======== Trecho selecionado

Correio braziliense, n. 19302, 31/03/2016. Política, p. 2

Barganha de cargos passa pelos nanicos

Julia Chaib

Naira Trindade

João Valadares

Enquanto negocia com partidos menores a divisão dos mais de mil cargos que deveriam ser deixados vagos pelo PMDB, a presidente Dilma Rousseff lida com um entrave diante da intenção dos seis ministros peemedebistas de permanecerem nos cargos. Mesmo com a oposição do próprio PMDB à possibilidade de os titulares da pasta se licenciarem da legenda — como indicaram que querem fazer —, o governo também perde ao deixar de ter ministérios importantes na manga para barganhar cargos em troca de votos contra o impeachment. Na noite de ontem, a presidente seguia reunida com ministros do núcleo duro para definir como proceder e se exonerará os peemedebistas aliados. O objetivo é atrair partidos pequenos e garantir que a oposição não atinja os 342 votos necessários para aprovação do impedimento.

================
======== Listagem

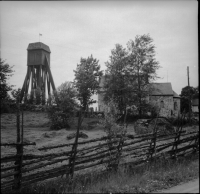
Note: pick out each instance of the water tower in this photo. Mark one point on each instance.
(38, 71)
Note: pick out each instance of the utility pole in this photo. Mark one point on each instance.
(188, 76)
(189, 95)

================
======== Listagem

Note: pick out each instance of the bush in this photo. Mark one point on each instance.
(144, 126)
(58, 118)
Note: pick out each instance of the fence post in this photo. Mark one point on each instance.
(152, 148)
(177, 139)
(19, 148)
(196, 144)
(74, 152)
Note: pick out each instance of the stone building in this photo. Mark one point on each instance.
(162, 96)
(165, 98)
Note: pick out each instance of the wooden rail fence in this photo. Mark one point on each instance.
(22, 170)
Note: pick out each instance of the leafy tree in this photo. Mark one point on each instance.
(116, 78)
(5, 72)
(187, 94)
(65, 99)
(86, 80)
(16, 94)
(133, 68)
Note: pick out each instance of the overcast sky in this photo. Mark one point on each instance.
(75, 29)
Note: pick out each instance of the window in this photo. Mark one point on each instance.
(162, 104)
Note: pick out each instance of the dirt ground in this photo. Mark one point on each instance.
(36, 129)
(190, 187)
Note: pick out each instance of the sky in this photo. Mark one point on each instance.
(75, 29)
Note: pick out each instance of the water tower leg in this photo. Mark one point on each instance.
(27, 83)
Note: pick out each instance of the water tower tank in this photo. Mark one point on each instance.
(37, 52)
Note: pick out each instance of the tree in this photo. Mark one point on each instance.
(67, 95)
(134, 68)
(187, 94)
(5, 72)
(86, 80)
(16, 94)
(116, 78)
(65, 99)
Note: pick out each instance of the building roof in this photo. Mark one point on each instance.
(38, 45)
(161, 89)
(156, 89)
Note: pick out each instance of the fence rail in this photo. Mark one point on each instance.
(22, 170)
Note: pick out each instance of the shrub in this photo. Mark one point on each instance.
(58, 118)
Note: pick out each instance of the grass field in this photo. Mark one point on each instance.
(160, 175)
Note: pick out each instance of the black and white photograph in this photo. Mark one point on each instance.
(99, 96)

================
======== Listagem

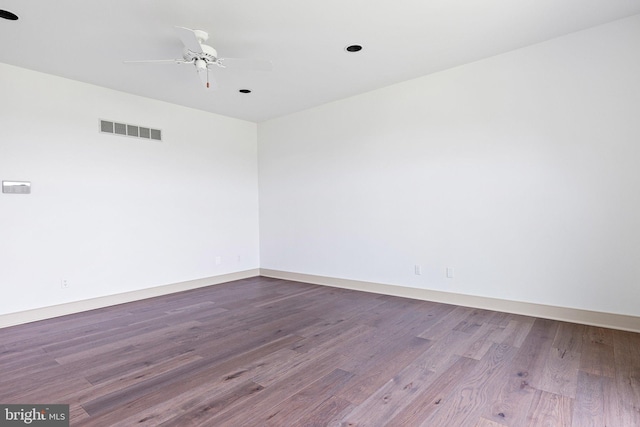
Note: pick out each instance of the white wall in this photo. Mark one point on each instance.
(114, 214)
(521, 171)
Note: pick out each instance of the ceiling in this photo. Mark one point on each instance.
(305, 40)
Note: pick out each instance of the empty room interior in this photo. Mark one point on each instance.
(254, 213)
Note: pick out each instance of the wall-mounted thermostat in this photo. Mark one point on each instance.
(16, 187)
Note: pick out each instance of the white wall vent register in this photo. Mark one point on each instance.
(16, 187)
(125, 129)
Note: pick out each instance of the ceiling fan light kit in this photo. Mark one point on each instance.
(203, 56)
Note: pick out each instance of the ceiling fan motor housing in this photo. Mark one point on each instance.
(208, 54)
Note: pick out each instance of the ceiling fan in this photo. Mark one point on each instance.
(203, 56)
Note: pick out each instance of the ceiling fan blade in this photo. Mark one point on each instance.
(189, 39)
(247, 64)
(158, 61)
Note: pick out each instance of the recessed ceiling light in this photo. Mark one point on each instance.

================

▶ **Exercícios propostos**:
1. Formate como tabela Markdown, com as colunas Nº e Linha, tudo o que vai desde a linha da listagem que contém "Note: pick out each instance of the ceiling fan light" até a linha que contém "Note: pick out each instance of the recessed", ambas incluídas. Omita as linhas em branco.
2. Prossiga a matéria sobre a barganha de cargos com partidos menores a partir do ponto em que ela termina.

▶ **Respostas a seguir**:
1.
| Nº | Linha |
|---|---|
| 1 | Note: pick out each instance of the ceiling fan light kit in this photo. Mark one point on each instance. |
| 2 | (203, 56) |
| 3 | Note: pick out each instance of the ceiling fan motor housing in this photo. Mark one point on each instance. |
| 4 | (208, 54) |
| 5 | Note: pick out each instance of the ceiling fan in this photo. Mark one point on each instance. |
| 6 | (203, 56) |
| 7 | Note: pick out each instance of the ceiling fan blade in this photo. Mark one point on each instance. |
| 8 | (189, 39) |
| 9 | (247, 64) |
| 10 | (158, 61) |
| 11 | Note: pick out each instance of the recessed ceiling light in this photo. Mark one point on each instance. |

2.
Ontem, Dilma recebeu os ministros peemedebistas Kátia Abreu (Agricultura), Marcelo Castro (Saúde), Eduardo Braga (Minas e Energia) e Celso Pansera (Ciência e Tecnologia). Após o encontro, Kátia publicou nas redes sociais mensagens dizendo que ficará no governo, assim como os outros ministros da legenda. Em outra postagem, Kátia Abreu ressalta que tudo depende da vontade da presidente Dilma Rousseff. O deputado George Hilton, que havia trocado o PRB pelo Pros para se manter no Ministério do Esporte, acabou deixando a pasta. A petista ganha mais um latifúndio para negociar.

O PMDB, no entanto, diz que não aceitará o licenciamento dos ministros e que provavelmente, eles terão de sair do partido caso decidam por permanecer ao lado de Dilma. O Planalto, por outro lado, também passou a ver o lado bom da saída dos titulares, já que abre a possibilidade de negociação. “Está criando uma situação difícil, de constrangimento eles ficarem no limbo”, avaliou um assessor. O sentimento no Palácio é de que Dilma pode demitir os ministros, mesmo sendo aliados. Neste caso, alguns deles seriam relocados para outros postos.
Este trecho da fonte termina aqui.